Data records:
- - - - - - -
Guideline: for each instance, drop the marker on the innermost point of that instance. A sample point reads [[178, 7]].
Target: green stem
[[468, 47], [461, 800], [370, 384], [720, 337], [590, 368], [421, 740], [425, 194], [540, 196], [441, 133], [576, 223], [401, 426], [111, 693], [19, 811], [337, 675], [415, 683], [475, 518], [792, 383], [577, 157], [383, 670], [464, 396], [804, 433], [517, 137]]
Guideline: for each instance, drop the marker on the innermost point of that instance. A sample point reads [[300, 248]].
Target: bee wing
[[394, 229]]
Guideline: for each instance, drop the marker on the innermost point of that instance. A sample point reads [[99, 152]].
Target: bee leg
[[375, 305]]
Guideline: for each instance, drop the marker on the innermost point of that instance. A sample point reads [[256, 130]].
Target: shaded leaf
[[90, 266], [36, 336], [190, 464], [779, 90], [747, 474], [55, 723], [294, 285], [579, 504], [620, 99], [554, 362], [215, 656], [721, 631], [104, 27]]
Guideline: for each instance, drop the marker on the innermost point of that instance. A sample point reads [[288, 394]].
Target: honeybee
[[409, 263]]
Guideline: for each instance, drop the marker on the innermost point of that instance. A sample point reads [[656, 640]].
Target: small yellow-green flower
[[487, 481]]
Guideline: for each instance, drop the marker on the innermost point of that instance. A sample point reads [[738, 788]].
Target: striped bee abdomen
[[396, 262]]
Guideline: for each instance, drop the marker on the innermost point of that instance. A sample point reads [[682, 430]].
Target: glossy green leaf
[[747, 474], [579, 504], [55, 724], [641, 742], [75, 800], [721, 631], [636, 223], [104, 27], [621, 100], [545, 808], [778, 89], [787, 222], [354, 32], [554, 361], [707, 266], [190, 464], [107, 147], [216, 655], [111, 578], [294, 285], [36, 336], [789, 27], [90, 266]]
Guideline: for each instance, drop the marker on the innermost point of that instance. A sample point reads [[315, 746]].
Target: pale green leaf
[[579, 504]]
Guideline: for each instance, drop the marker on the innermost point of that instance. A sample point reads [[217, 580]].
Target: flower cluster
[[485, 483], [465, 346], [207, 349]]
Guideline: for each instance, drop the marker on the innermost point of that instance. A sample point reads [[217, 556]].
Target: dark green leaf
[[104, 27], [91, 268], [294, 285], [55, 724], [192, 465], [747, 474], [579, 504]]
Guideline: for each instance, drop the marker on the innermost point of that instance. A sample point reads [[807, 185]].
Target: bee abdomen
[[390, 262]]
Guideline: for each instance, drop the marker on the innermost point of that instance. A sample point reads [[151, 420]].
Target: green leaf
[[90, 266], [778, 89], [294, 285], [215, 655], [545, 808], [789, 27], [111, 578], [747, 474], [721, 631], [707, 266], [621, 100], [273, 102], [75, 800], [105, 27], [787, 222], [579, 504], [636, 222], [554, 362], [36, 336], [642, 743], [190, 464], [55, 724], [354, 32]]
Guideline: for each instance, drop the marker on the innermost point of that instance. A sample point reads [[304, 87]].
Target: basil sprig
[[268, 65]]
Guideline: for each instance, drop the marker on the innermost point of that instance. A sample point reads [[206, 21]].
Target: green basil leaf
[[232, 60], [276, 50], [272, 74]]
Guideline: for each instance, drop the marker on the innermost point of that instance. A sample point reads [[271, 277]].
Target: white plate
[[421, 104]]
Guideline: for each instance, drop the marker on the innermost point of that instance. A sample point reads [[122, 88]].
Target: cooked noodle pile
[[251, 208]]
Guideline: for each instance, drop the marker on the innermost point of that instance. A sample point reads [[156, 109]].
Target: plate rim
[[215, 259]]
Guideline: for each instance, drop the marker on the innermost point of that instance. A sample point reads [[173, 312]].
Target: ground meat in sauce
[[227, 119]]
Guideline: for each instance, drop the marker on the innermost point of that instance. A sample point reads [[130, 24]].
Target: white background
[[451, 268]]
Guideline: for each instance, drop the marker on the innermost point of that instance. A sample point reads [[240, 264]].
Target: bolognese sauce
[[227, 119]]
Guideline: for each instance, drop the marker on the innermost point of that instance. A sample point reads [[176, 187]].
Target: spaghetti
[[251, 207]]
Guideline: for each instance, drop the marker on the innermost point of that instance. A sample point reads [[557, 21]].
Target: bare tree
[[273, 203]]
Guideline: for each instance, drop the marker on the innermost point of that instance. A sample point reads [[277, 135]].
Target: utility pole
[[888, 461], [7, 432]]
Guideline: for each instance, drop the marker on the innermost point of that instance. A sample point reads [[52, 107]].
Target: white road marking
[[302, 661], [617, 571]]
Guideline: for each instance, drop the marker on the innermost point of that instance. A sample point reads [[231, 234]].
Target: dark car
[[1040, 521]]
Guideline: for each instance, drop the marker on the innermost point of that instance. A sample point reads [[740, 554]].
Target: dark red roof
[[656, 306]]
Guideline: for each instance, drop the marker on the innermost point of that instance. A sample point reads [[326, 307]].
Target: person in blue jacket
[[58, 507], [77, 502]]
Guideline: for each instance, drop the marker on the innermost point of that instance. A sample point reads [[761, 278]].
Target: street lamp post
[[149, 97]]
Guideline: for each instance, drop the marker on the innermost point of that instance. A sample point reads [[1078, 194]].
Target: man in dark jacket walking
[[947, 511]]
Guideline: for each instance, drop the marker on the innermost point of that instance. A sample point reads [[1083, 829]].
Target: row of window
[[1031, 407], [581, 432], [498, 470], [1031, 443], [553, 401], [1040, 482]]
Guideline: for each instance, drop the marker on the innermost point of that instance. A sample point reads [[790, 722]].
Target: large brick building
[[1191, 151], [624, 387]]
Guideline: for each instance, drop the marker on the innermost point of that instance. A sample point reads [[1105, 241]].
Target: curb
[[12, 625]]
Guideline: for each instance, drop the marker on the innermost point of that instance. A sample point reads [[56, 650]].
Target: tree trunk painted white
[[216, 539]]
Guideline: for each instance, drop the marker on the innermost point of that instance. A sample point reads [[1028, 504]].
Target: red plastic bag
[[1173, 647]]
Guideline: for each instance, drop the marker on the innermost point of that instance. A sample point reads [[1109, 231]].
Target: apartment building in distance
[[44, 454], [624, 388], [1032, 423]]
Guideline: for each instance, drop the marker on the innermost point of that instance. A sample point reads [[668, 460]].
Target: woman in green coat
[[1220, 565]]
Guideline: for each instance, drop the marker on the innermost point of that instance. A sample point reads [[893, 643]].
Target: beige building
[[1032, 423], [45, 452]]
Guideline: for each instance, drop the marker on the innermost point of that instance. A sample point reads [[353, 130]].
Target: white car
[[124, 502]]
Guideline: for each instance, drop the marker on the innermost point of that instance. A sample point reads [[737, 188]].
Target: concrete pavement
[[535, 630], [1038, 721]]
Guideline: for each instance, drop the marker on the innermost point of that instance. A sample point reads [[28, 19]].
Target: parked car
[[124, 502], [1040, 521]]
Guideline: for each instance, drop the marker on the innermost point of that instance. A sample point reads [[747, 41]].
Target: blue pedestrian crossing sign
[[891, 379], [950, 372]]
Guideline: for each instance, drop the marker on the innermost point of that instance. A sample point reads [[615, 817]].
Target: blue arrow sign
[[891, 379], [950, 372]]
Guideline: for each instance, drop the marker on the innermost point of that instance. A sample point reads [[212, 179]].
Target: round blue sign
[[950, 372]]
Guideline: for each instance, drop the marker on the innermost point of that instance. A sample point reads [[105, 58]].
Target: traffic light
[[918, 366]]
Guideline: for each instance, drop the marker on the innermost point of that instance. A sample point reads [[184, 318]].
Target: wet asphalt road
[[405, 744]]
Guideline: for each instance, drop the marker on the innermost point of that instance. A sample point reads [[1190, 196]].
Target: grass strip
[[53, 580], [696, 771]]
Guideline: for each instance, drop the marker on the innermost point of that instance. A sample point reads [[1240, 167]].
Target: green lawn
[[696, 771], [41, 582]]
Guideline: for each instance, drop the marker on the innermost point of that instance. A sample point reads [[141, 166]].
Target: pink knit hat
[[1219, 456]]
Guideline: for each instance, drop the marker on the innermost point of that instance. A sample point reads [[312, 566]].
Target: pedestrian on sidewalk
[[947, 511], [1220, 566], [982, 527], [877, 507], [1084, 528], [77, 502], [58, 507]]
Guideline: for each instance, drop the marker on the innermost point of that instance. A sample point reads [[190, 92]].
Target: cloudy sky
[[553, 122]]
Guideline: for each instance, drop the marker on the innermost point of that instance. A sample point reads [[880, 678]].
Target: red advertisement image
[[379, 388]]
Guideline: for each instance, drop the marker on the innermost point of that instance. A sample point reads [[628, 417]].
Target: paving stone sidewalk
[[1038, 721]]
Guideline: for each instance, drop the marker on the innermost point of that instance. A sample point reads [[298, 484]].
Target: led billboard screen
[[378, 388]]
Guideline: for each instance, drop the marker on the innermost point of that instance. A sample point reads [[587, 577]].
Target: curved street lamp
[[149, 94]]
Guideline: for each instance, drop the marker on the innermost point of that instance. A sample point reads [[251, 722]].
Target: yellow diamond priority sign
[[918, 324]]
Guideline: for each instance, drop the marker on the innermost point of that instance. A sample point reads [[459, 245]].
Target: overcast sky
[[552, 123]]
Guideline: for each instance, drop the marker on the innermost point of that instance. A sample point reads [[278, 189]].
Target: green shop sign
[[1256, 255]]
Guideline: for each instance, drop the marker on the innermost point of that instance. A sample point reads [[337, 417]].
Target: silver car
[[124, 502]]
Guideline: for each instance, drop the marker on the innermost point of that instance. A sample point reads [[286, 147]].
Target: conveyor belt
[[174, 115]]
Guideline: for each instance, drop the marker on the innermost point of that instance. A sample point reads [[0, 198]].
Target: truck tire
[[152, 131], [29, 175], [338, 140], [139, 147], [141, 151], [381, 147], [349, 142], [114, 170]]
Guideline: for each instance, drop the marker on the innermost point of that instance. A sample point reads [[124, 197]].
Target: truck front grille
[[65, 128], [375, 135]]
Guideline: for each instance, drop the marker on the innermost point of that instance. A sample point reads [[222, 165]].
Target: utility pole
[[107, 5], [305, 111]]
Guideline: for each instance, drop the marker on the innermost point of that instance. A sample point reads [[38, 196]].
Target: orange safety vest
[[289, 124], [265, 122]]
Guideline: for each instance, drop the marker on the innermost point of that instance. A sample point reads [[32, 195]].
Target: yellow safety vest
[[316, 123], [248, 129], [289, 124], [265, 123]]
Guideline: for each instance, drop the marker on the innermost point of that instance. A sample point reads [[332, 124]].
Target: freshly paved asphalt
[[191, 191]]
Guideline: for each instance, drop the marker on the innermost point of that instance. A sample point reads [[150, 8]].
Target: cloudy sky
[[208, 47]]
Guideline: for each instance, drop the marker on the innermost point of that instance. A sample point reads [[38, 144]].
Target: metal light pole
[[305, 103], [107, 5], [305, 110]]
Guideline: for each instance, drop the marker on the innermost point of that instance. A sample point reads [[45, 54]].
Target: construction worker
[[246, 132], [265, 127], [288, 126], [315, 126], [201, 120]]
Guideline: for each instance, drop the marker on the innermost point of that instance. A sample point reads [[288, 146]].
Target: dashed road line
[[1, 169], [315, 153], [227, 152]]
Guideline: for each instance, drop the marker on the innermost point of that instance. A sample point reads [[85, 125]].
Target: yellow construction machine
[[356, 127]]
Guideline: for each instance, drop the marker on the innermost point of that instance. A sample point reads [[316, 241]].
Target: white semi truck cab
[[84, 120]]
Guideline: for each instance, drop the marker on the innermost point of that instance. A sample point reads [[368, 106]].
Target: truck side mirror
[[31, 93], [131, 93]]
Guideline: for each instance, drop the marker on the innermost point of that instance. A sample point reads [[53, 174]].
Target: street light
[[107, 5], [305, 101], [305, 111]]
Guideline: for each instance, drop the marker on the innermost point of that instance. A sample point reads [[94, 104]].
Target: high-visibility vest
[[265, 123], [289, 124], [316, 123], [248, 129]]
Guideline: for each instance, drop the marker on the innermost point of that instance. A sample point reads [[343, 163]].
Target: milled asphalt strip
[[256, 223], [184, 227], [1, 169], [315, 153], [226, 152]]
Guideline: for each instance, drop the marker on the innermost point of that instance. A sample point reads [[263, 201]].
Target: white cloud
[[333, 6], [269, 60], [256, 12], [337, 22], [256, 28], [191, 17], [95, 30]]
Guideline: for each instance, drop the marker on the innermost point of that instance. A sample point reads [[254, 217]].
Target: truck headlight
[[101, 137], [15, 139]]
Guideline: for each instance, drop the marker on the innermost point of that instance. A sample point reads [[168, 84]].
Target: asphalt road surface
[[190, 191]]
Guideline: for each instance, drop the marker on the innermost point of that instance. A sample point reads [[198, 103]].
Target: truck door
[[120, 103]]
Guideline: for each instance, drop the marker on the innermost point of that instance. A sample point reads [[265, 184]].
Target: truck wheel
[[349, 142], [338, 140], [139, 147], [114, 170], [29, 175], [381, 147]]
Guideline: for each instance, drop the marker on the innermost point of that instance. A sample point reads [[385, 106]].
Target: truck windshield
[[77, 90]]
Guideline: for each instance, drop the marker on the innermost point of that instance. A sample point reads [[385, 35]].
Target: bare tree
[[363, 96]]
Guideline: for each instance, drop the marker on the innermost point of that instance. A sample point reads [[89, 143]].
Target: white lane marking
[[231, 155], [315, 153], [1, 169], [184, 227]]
- - - - - - -
> [EXERCISE TASK]
Rewrite the rows from the line with "reads [[151, 420]]." up to and including the line with "[[451, 268]]", swapping "Guideline" for "Rule" and keeping everything else the same.

> [EXERCISE OUTPUT]
Rule: for each instance, drop the marker on the innermost point of that instance. A sample point reads [[151, 420]].
Target: green leaf
[[90, 266], [778, 89], [294, 285], [215, 655], [545, 808], [789, 27], [111, 578], [747, 474], [721, 631], [707, 266], [621, 100], [273, 102], [75, 800], [105, 27], [787, 222], [579, 504], [636, 222], [554, 362], [36, 336], [642, 743], [190, 464], [55, 724], [354, 32]]
Rule: for each instance, drop the marker on the innermost point of that instance. A sample point reads [[304, 87]].
Target: basil sprig
[[268, 65]]
Rule: for each instance, drop the marker on the innermost point of that instance. A sample point reads [[206, 21]].
Target: green basil leaf
[[232, 60], [276, 50], [272, 74]]
Rule: for each instance, drop the marker on the innermost point of that instance. A sample point reads [[271, 277]].
Target: white plate
[[421, 104]]
Rule: for each instance, drop the marker on the innermost point of that instance. A sample point reads [[122, 88]].
Target: cooked noodle pile
[[251, 208]]
Rule: for each instance, drop the marker on the innermost point of that instance. A sample point reads [[156, 109]].
Target: plate rim
[[215, 259]]
Rule: for each instance, drop the marker on the innermost point of that instance. A sample point reads [[173, 312]].
Target: ground meat in sauce
[[227, 119]]
Rule: for each instance, drop the marker on the innermost point of that instance. A sample point reads [[130, 24]].
Target: white background
[[451, 268]]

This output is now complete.